### Text passage
Do not steal it wholesale as Slate's value format. Portable Text is a block content format and CMS-shaped schema, not a raw editing core.

ProseMirror

Steal:

explicit schema/content constraints
conversion discipline around known node and mark specs
clear boundary between model, state, transactions, and view

Do not move Slate toward a ProseMirror-shaped core. The value of Slate is still JSON-like app-defined nodes plus operation/runtime layers.

DOCX package AST idea

Steal:

diagnostics with severity and machine-readable codes
strict feature policy for comments, anchors, insertions, deletions, and priority styles
unknown feature policy: preserve when safe or strip with diagnostics
package-part preservation for DOCX internals
stable branded identifiers for DOCX-local ids versus durable ids

Keep this in import/export packages, not raw editor state. DOCX package graphs are format-specific.

Redoc / markdown comment syntaxes

Steal only as export syntax options.

### Entries supplied
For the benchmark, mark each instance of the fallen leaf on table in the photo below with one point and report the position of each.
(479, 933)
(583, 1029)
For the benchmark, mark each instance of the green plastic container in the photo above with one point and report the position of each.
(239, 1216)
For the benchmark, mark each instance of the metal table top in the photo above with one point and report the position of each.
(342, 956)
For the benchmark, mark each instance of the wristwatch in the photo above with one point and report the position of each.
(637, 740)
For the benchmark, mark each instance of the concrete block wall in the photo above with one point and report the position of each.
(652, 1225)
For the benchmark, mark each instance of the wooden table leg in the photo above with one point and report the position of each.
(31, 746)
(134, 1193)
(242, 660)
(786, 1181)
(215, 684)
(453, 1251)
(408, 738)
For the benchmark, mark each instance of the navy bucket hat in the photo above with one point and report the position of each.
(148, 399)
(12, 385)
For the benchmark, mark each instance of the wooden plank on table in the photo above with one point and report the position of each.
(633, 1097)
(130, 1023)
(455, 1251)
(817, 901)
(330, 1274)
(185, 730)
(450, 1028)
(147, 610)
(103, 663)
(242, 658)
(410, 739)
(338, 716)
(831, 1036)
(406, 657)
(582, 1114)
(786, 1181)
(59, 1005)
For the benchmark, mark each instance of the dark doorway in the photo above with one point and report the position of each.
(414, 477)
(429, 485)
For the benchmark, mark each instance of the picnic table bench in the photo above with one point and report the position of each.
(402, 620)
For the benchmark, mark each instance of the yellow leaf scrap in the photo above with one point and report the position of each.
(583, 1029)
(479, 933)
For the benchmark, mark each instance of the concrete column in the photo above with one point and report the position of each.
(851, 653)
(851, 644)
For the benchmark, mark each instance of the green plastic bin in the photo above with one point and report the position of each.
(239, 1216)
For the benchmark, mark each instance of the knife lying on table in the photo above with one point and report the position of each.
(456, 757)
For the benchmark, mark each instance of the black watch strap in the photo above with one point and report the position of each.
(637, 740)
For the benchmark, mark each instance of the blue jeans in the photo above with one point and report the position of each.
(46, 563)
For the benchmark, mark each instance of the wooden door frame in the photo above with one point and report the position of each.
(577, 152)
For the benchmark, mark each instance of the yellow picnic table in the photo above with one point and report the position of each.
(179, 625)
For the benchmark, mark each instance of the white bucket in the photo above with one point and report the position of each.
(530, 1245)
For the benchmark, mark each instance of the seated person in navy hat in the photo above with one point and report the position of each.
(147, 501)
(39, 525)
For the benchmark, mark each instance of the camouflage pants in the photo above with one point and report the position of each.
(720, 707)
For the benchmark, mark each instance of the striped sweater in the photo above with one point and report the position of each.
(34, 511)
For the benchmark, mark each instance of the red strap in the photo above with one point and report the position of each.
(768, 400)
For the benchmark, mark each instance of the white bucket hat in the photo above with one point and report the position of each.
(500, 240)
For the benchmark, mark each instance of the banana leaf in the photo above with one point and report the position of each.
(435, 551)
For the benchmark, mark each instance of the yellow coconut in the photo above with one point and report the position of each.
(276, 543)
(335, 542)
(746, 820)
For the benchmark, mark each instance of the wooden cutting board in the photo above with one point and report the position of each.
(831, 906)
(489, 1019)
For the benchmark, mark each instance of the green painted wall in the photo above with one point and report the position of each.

### Exercise directions
According to the text on editor formats, where should the DOCX package handling be kept? The listing has no role in this exercise.

### Answer for the task
In import/export packages, not in raw editor state.